Set exercise 1: Put this sentence from the Shelagh Fogarty profile into Spanish: "Fogarty joined Radio 4 in 1994, and went freelance in 1999."
Set exercise 2: Extend the Shelagh Fogarty profile, picking up after its final sentence.

Extract:
Shelagh Fogarty (born 13 January 1966) is a radio and television presenter and journalist. She currently presents the afternoon programme on LBC, having previously co-hosted the BBC Radio 5 Live breakfast show with Nicky Campbell.

Early life

Fogarty was born in Anfield, Liverpool. Her Irish parents moved to England in the late 1950s. One of six children, She went to the Mary Help of Christians R.C. High School, a girls' Catholic grammar school run by the Salesian Sisters of Don Bosco, on Stonebridge Lane in Croxteth. She studied French and Spanish at Durham University, spending a year in Barcelona and graduating in 1988.

Career
Learning her trade, she worked as a BBC trainee at Radio Humberside, Radio Guernsey, Radio Bristol, Radio Sheffield and Radio Merseyside. She co-hosted the Radio Merseyside breakfast show in the early 1990s with Roger Summerskill for around three years, entitled Morning Merseyside. In 1998, she moved to Merseyside Tonight on Radio Merseyside.

Fogarty joined Radio 4 in 1994, and went freelance in 1999.

Boundary annotation listing:
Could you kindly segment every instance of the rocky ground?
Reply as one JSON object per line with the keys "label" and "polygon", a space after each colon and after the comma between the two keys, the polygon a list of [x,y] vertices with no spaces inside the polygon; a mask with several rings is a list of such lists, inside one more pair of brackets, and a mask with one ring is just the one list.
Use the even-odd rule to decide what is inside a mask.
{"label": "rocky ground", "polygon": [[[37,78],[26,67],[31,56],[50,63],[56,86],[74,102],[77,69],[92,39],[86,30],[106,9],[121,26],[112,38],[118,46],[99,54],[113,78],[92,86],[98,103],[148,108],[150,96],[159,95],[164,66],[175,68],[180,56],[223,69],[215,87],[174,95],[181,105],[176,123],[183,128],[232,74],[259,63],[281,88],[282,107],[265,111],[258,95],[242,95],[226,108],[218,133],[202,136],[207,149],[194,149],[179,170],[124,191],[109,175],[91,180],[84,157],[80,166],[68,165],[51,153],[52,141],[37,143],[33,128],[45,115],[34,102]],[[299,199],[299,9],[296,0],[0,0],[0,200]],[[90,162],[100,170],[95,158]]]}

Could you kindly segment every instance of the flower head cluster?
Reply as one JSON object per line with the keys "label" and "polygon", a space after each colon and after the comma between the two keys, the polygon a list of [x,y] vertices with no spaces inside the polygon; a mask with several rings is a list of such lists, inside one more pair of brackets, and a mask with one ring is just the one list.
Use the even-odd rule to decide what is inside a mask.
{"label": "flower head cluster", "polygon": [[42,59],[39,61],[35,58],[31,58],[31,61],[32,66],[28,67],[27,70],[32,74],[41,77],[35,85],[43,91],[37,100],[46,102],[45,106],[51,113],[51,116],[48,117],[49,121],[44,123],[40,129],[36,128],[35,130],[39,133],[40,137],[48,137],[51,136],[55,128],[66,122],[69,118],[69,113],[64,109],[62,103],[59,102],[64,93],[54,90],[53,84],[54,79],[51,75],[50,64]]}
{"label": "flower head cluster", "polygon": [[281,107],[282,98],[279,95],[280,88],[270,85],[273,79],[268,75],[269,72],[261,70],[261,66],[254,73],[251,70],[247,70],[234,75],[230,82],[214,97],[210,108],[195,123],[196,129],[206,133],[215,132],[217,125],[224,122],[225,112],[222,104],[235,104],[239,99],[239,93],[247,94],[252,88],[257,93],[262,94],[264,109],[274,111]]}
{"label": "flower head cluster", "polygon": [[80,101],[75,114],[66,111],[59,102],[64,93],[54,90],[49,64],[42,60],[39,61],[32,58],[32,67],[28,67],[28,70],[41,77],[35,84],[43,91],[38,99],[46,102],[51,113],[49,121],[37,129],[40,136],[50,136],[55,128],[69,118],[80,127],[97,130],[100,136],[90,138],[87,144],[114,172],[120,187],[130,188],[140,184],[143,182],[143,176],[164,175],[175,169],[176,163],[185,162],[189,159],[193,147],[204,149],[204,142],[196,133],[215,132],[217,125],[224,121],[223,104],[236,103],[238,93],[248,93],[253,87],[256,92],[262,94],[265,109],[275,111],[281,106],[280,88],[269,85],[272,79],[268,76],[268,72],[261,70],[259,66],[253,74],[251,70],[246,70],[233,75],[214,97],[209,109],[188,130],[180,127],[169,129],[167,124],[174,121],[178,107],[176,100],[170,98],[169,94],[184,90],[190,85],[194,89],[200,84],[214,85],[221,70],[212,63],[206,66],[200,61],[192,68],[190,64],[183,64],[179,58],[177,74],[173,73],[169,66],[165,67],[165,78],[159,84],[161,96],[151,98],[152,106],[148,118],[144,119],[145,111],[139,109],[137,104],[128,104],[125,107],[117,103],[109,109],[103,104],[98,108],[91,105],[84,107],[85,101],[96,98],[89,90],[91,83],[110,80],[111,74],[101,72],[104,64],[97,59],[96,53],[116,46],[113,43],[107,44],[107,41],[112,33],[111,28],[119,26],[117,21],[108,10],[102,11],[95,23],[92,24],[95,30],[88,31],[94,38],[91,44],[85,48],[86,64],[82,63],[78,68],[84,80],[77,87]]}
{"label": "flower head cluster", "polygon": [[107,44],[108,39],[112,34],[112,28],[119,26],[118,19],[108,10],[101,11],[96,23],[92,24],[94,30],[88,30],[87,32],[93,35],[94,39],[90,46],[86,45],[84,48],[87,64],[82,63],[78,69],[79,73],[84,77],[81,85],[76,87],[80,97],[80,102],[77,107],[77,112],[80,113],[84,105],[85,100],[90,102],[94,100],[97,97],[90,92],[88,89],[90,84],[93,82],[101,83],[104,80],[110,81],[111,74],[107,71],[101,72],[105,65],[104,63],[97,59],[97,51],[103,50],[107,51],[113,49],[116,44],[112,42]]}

Written answer 1: Fogarty se incorporó a Radio 4 en 1994 y pasó a trabajar como autónoma en 1999.

Written answer 2:
Five Live
She then moved on to Radio 5 Live where she co-presented Weekend Breakfast before moving to co-host the Breakfast programme with Nicky Campbell. In April 2011, Fogarty took over from Gabby Logan on the lunchtime show. The show covered news, sport and interviews. Each day there was a special feature. On Mondays the feature was the sports team. Health was covered on Tuesdays. The programme was broadcast from Westminster on Wednesdays when Fogarty was joined by political correspondent John Pienaar, a guest journalist and three members of Parliament to cover Prime Minister's Questions. Thursday's consumer desk included Martin Lewis. Five Life on Fridays looked at work and lifestyle.

In January 2008, she had a gun pointed at her and her film crew while filming a report for ITV's Tonight with Trevor McDonald, in Croxteth where she was brought up. She had been asked to return to the area to see how safe she felt walking around after dark.

In January 2010, Fogarty joined the presenting team of The Daily Politics, co-hosting the show on Thursdays with Andrew Neil.

In March 2010, she swam a mile in The Serpentine in Hyde Park for Sport Relief 2010.

In July 2014, Fogarty announced that she would be leaving 5 Live to explore other opportunities. Her final programme was broadcast on 3 September.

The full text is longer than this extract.